> _LISTING_
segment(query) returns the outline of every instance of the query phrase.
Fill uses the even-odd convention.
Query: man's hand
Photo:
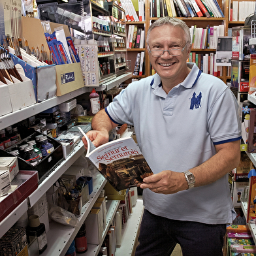
[[[148,188],[153,192],[166,195],[174,194],[188,188],[184,173],[168,170],[146,177],[143,182],[140,188]]]
[[[108,133],[106,131],[89,131],[86,133],[88,137],[91,140],[94,146],[97,148],[101,145],[103,145],[109,140]],[[86,138],[82,137],[82,140],[84,142],[84,147],[87,150],[88,145]]]

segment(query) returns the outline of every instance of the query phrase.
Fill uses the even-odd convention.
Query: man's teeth
[[[172,65],[172,63],[159,63],[159,64],[163,67],[169,67]]]

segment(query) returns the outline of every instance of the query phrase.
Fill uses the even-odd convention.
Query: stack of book
[[[153,17],[223,18],[217,0],[150,0],[150,16]]]
[[[224,25],[197,27],[196,25],[190,28],[192,49],[216,49],[217,38],[224,37]]]
[[[137,54],[135,66],[133,73],[133,76],[142,76],[143,74],[144,56],[145,52],[141,52]]]
[[[145,31],[136,25],[130,25],[128,28],[126,48],[144,48]]]

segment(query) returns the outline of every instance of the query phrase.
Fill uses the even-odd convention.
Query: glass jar
[[[42,160],[42,152],[41,152],[41,150],[40,150],[40,149],[37,147],[37,143],[36,143],[35,140],[28,141],[27,144],[29,145],[31,145],[33,146],[33,148],[34,148],[35,152],[39,155],[39,157]]]
[[[5,131],[4,129],[0,131],[0,140],[3,143],[5,150],[12,146],[10,138],[5,136]]]
[[[41,161],[39,155],[35,152],[34,148],[31,145],[29,145],[24,148],[24,159],[33,166],[37,165]]]
[[[39,149],[41,150],[43,157],[51,153],[54,150],[54,145],[48,141],[47,137],[43,136],[40,137],[39,143],[40,143]]]

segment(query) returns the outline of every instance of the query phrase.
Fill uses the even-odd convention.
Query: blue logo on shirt
[[[199,108],[201,106],[202,92],[196,96],[196,93],[193,93],[192,98],[191,98],[189,109]]]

> _EXERCISE DETAILS_
Reproduce the listing from its start through the line containing "[[[172,65],[172,63],[159,63],[159,64],[163,67],[169,67]]]", changing "query phrase" to "search phrase" and keeping everything else the same; leave the pictures out.

> _FULL RESPONSE_
segment(query) returns the outline of every instance of the search phrase.
Fill uses the even-odd convention.
Query: man's hand
Photo:
[[[148,188],[153,192],[166,195],[174,194],[188,188],[184,173],[168,170],[146,177],[143,182],[140,188]]]
[[[108,133],[106,131],[89,131],[86,133],[88,137],[91,140],[94,146],[97,148],[101,145],[103,145],[109,140]],[[86,138],[82,137],[82,140],[84,142],[84,147],[87,150],[88,145]]]

segment(query) returns the outline of every instance of the search phrase.
Fill uses the even-odd convention.
Query: man's teeth
[[[172,65],[172,63],[159,63],[159,64],[163,67],[169,67]]]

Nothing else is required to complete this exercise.